[Source records]
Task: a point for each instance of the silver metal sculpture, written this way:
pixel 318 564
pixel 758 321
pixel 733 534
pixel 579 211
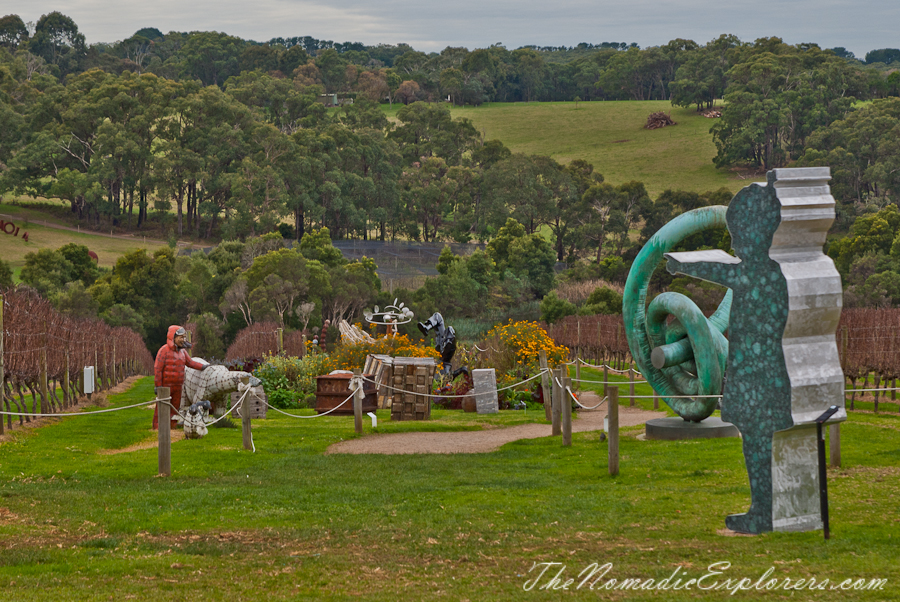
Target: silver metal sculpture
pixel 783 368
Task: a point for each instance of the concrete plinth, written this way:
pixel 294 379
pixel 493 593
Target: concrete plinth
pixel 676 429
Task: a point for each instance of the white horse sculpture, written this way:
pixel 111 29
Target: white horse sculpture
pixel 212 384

▸ **WORK TO COMPLETE**:
All lines from the one containing "pixel 758 321" through the final line of the entries above must be restated word for word, pictures excluded.

▸ **RESPONSE AREA**:
pixel 758 321
pixel 733 534
pixel 579 211
Target: silver metal sculpture
pixel 783 368
Task: a point for each instance of the concrete plinth, written this way:
pixel 294 379
pixel 493 593
Target: concrete plinth
pixel 676 429
Task: a point for each instance of the white horse sculpture, written this way:
pixel 111 29
Target: white horse sculpture
pixel 212 384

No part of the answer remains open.